*Given problem*: Output exactly the lines between the line that contains "If you would be willing to indicate the sun" and the last line of the material, counting both.

(Location identification items)
+-------+
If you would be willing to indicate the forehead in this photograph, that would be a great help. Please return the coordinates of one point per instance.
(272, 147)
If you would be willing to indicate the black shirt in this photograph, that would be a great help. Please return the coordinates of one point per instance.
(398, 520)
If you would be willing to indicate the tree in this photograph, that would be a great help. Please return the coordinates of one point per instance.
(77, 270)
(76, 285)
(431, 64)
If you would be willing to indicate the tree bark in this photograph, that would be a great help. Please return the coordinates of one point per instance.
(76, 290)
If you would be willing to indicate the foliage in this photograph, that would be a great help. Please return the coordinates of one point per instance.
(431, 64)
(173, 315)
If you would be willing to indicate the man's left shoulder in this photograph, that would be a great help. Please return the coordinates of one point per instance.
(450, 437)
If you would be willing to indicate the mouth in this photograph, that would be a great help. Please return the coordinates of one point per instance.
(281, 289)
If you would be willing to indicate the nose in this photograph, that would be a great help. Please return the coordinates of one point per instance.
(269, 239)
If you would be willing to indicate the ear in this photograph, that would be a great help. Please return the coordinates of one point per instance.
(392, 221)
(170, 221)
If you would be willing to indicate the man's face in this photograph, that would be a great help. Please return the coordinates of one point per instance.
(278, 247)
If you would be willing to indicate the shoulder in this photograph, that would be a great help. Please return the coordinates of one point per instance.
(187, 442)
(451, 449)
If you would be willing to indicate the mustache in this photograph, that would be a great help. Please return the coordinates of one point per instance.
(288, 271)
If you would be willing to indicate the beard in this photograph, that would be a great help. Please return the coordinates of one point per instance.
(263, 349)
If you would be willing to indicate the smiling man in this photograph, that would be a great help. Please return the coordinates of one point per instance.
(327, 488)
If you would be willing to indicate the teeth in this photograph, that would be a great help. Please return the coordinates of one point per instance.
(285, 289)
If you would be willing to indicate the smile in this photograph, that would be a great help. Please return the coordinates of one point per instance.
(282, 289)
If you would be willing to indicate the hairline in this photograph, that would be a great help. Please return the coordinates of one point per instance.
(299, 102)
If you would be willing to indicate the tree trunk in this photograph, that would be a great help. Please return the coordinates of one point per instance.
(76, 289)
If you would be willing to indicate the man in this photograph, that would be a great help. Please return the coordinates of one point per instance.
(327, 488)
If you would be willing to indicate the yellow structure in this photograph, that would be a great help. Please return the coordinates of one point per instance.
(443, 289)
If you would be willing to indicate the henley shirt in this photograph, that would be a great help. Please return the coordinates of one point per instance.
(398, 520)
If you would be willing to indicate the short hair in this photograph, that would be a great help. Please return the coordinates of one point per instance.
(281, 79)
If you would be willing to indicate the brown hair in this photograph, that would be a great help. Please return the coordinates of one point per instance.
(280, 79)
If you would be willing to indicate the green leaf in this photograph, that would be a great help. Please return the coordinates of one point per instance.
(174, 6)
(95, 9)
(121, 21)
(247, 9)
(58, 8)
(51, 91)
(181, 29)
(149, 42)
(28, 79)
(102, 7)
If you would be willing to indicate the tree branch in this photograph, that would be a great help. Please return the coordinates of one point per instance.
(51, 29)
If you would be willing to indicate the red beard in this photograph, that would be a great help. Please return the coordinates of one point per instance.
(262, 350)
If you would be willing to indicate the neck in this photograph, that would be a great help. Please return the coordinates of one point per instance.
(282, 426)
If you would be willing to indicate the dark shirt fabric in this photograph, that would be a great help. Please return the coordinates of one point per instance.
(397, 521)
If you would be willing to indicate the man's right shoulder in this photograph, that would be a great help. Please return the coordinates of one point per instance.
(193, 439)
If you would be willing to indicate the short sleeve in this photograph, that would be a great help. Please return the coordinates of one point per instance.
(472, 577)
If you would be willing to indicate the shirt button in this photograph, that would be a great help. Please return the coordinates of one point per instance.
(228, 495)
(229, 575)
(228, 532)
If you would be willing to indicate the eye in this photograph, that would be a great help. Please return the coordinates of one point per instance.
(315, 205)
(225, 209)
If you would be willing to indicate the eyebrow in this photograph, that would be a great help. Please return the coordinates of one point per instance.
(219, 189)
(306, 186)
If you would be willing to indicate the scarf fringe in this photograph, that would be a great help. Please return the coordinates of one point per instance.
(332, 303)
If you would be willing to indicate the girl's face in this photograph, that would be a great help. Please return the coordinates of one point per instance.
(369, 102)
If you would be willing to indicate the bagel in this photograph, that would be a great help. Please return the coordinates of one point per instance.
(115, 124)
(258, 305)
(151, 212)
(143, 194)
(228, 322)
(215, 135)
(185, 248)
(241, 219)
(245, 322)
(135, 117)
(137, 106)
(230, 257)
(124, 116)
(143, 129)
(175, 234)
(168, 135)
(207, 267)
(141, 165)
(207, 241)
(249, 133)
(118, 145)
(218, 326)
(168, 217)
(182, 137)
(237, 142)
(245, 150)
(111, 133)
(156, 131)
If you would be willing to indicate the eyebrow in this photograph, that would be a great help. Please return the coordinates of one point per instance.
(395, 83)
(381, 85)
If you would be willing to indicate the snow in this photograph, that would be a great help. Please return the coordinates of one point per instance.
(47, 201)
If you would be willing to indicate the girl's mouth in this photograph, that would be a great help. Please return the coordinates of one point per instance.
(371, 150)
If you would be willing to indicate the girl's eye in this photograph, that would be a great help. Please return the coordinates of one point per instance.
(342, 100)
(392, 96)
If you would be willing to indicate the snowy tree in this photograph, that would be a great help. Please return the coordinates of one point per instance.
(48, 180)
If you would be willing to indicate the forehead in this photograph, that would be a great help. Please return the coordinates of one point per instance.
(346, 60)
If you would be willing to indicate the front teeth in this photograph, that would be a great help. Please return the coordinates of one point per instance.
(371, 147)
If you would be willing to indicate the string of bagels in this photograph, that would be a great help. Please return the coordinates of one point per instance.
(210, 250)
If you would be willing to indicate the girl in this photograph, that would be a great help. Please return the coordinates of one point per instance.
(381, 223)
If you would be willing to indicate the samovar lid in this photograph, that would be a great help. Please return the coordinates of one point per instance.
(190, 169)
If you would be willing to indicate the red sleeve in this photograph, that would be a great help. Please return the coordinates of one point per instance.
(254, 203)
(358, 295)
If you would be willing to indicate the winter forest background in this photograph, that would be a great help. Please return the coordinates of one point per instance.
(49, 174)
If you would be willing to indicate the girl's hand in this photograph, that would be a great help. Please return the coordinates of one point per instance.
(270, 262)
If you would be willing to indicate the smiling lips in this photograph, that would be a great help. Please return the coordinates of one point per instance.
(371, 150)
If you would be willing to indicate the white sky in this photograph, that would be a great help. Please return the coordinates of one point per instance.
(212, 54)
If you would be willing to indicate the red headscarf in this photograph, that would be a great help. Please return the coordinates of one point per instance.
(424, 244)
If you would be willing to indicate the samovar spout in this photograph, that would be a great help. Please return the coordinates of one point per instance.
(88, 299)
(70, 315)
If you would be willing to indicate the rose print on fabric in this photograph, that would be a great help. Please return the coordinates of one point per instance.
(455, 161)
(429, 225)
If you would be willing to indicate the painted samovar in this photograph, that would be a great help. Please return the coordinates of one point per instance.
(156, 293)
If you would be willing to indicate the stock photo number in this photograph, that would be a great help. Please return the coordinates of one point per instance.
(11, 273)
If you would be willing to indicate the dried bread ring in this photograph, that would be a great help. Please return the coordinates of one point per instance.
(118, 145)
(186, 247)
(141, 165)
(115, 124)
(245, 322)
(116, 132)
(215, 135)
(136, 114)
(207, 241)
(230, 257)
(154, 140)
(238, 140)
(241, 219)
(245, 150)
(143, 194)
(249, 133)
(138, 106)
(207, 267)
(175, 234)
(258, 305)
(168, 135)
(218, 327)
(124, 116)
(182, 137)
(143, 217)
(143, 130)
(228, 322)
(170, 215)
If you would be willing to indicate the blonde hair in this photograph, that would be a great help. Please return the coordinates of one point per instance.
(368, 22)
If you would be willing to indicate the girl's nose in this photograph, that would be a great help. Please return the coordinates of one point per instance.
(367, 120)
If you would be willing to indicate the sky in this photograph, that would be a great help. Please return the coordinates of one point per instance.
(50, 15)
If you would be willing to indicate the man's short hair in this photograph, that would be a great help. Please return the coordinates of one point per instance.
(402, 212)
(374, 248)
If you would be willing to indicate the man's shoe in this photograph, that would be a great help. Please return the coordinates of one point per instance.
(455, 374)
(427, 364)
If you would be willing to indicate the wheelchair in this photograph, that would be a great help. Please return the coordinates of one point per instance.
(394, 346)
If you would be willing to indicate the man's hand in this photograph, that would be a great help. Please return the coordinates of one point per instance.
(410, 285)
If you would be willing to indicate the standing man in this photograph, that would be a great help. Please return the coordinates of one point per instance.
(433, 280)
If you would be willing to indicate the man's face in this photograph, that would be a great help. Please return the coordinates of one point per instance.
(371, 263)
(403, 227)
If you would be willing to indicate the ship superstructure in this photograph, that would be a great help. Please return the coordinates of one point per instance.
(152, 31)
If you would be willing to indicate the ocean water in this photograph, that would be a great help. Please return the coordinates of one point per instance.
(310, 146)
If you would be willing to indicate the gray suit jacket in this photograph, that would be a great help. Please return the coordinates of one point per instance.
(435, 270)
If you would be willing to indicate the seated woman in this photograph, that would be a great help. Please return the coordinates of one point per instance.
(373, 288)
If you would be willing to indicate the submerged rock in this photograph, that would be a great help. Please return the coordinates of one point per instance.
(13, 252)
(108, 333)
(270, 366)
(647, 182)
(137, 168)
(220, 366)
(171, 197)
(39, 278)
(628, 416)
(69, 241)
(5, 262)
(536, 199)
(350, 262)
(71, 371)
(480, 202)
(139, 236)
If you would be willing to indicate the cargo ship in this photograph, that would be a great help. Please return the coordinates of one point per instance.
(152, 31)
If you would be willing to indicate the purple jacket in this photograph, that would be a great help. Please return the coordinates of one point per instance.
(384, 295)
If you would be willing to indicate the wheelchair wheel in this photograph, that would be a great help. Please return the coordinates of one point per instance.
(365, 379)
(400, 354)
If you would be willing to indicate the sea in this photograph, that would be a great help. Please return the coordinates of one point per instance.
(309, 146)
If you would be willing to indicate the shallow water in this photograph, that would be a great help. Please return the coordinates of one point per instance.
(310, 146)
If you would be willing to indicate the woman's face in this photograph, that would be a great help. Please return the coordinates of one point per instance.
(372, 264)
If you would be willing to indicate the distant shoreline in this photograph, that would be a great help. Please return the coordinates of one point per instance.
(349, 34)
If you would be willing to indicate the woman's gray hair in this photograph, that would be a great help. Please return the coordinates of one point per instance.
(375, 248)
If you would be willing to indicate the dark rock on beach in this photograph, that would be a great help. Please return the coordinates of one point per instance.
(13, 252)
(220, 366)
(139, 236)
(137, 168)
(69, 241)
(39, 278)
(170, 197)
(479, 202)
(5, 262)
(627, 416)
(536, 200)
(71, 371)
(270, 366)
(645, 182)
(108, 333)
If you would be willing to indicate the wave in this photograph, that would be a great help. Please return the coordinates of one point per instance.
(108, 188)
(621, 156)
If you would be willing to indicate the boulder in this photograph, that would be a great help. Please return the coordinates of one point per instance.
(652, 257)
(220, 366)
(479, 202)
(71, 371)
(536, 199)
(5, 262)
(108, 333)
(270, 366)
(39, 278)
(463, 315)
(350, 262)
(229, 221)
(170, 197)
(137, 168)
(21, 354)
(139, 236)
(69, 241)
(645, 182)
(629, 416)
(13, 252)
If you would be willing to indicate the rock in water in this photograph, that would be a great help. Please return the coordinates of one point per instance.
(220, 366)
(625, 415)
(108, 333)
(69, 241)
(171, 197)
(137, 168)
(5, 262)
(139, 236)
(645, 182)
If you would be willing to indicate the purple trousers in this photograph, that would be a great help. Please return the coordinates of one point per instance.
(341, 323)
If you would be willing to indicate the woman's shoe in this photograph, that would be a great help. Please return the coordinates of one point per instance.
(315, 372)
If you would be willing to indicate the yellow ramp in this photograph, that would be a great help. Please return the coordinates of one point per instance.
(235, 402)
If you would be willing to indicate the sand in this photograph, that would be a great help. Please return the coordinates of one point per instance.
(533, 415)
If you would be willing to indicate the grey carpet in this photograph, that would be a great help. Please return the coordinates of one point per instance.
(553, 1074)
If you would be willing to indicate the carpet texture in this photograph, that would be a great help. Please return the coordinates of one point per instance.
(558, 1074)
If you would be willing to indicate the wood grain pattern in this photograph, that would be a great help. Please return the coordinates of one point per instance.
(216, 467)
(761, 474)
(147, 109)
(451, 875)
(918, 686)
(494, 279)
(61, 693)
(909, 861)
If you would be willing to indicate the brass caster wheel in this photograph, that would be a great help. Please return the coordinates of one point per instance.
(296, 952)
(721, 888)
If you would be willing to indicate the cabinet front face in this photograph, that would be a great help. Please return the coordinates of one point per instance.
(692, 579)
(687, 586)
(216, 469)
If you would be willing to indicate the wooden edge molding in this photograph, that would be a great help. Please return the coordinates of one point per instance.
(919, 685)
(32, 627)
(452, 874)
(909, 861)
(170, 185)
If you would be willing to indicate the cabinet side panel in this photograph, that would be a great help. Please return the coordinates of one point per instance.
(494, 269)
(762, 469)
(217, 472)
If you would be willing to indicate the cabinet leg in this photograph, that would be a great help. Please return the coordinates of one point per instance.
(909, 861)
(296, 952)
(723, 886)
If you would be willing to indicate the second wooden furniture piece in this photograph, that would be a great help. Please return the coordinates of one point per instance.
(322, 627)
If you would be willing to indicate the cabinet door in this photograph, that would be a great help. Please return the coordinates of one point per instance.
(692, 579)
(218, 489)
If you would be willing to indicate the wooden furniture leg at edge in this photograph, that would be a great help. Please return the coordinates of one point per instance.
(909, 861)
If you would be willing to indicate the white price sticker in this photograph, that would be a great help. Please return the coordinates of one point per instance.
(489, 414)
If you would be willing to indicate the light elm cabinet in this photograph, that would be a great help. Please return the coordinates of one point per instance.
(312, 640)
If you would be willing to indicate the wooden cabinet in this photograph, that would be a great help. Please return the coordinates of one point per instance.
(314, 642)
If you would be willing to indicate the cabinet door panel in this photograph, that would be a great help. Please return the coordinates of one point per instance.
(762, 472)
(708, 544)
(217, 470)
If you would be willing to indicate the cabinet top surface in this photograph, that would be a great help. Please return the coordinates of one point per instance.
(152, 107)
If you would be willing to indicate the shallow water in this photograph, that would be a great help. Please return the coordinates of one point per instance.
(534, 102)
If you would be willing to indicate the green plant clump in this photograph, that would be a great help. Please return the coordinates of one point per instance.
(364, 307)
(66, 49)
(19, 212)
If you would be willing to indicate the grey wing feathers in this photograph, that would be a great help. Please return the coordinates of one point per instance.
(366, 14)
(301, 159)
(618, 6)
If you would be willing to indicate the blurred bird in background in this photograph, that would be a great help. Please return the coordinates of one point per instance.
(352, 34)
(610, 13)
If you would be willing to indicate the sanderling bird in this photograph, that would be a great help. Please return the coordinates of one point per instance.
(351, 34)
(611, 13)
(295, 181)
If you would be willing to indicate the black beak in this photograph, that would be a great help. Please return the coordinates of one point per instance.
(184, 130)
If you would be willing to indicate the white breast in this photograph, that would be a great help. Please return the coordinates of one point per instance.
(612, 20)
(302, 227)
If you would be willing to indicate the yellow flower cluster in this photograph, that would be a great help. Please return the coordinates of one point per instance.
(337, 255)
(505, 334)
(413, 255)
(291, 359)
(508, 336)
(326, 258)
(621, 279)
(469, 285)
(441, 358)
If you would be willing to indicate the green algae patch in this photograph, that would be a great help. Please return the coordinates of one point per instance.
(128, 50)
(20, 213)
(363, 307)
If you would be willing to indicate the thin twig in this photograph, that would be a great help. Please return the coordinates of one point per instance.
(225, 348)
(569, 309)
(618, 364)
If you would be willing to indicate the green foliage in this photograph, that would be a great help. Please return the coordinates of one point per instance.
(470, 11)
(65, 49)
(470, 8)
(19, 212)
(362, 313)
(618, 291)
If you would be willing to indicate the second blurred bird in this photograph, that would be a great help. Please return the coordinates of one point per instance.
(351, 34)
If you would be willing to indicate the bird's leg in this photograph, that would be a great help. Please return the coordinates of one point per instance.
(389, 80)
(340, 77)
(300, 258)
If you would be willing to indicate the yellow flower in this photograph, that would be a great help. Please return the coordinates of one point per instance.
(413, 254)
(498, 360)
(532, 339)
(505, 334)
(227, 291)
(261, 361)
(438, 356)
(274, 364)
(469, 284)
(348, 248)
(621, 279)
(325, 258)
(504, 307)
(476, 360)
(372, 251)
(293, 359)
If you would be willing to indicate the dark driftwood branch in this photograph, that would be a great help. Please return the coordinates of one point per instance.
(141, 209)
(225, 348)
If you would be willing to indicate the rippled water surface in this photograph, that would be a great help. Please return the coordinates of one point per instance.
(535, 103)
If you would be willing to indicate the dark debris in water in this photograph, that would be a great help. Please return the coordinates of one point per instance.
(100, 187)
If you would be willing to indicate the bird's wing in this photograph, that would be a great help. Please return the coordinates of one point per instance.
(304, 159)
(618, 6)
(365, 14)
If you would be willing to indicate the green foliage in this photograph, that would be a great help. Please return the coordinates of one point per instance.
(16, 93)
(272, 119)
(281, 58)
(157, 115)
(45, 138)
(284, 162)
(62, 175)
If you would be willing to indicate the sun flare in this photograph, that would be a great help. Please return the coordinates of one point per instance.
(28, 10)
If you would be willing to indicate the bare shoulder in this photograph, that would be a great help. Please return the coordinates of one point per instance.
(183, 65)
+-------+
*Final answer*:
If you would be willing to indicate the sun flare in this photograph, that would be a great help. Please return the coordinates of one point per instance.
(28, 10)
If you would be willing to indicate the bare shoulder in this photograph, that would be a great help. Please return the coordinates of one point per instance.
(183, 65)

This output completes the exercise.